GIVEN EXERCISE: Make an exact copy of the data below, leaving out every picture.

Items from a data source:
※
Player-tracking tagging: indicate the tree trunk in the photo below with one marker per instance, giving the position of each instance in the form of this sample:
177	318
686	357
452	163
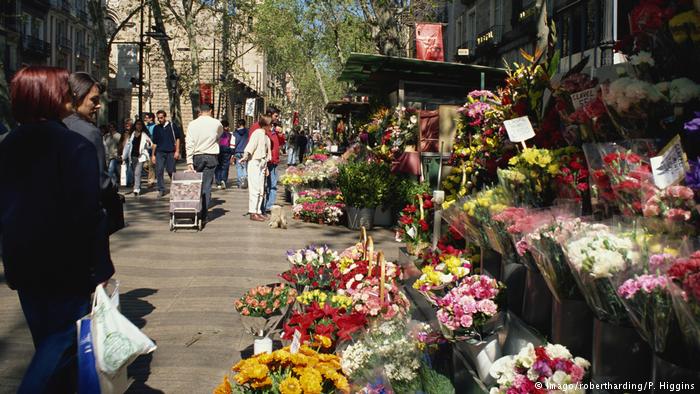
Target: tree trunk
97	13
5	111
194	63
173	95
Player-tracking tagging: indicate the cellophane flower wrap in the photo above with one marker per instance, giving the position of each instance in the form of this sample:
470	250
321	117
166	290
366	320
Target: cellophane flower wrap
283	372
466	309
645	293
415	223
444	269
595	255
319	206
536	369
685	290
545	247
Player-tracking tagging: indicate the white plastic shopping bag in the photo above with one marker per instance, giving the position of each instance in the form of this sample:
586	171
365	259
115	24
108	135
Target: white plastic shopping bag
116	341
122	175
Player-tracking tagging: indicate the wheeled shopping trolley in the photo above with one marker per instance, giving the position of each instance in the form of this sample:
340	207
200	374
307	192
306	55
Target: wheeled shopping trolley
186	201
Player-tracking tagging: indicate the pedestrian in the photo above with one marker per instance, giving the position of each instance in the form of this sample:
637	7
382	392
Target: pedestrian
201	144
136	155
292	155
55	247
150	121
165	150
256	155
240	136
226	146
271	178
111	139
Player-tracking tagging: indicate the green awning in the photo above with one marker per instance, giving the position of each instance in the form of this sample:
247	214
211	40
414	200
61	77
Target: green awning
370	72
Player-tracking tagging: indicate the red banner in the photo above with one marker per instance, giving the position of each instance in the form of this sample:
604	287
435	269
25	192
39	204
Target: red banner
429	42
205	94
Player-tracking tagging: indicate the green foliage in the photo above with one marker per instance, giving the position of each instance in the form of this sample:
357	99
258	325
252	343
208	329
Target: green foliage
365	184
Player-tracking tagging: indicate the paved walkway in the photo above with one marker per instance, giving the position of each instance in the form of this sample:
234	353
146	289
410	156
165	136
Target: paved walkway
179	287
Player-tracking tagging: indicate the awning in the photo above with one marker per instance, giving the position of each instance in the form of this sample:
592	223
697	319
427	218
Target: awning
370	73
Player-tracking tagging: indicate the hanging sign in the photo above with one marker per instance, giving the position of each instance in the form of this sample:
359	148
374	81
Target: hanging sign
580	99
250	107
671	164
519	129
429	42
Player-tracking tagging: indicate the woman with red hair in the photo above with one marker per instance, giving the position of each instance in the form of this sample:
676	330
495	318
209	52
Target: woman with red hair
55	246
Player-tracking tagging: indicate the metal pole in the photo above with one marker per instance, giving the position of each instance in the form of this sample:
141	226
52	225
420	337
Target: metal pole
140	81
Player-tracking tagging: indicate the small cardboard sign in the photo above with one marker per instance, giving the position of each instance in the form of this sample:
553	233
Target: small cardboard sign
671	165
296	342
580	99
519	129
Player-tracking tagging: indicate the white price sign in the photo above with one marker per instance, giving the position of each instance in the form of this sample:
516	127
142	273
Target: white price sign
※
FULL RESPONSE:
Player-tracking tagging: indicate the tree trunk in the photo below with one marker per instance, giving the position of each instance in the form of this sample:
177	318
686	357
452	163
Target: tree trunk
97	13
5	111
194	63
173	95
Player-tracking tagging: indicate the cellophane flower wrap in the photo above with one marker per instance, giving the position of each instance in the form of this sample:
470	250
321	117
166	290
366	320
Target: cellophane flower wrap
283	372
466	309
645	293
415	223
444	269
595	255
319	206
536	369
685	290
545	247
Player-tracking tagging: indicate the white plastic shopping bag in the photo above with one marker per instance, giving the position of each instance in the form of this sample:
586	171
365	259
115	24
108	135
Target: white plastic shopping bag
116	341
122	175
Player-tracking tagging: indicate the wheeled shopping trolley in the photo above with one marker per instance, giving the position of each instance in the form of this sample:
340	207
200	374
307	192
306	55
Target: wheeled shopping trolley
186	201
Player-tracking tagging: indicate the pedestrian in the photo above with one marker per instance, giving the position of each instance in the form of this sample:
637	7
382	392
Target: pedestrian
201	144
136	155
292	155
55	247
150	121
165	150
256	155
240	136
226	146
271	178
111	139
Player-tracking tagging: indicate the green awning in the photo above with one marker per instance, giving the position of each instance in the form of this sample:
247	214
211	40
414	200
61	77
Target: green awning
370	72
Player-tracking tagging: indicate the red banner in the photo above with one marker per instance, giving the position of each instance in the form of this sample:
604	287
435	269
25	192
39	204
Target: red banner
429	42
205	94
Player-tracking tagging: indicate the green foliage in the photo above with one marker per instance, giving the position of each instance in the form of this sample:
357	99
258	325
252	343
208	329
Target: green foliage
365	184
Player-tracking tagging: indicate the paved walkway in the photo above with one marker per instance, giving the position of each instance in the form of this sample:
234	353
146	289
410	156
165	136
Target: paved walkway
179	287
Player-tracking tagging: indicate the awning in the photo above with one marker per instance, giving the position of each instance in the form of this sample:
592	223
697	319
427	218
Target: awning
370	73
Player-tracking tagging: indicate the hanging sign in the photo above with one marker per instance, giving the position of each instance in the form of this sample:
359	148
374	81
Target: hanging sign
580	99
250	107
671	164
519	129
429	42
Player-tracking tagging: indicate the woman with red hair in the photo above with one marker per instance, giving the position of each instance in the form of this sample:
676	330
495	318
209	52
Target: woman with red hair
55	246
Player-tracking tagging: indicate the metal pole in the photo above with one marker per instance, giving the position of each instance in the form of this sample:
141	226
52	225
420	337
Target: metal pole
140	81
Player-tracking tagging: indicate the small cardboard sign in the photo above with one marker per instance, giving the position of each instance in the form of this sample:
553	233
Target: small cardboard sign
671	165
296	342
580	99
519	129
Player-tracking tagging: indicate the white price sign in the photo above with one marker per instance, giving the position of each instance in the form of this sample:
516	127
142	273
Target: white price sign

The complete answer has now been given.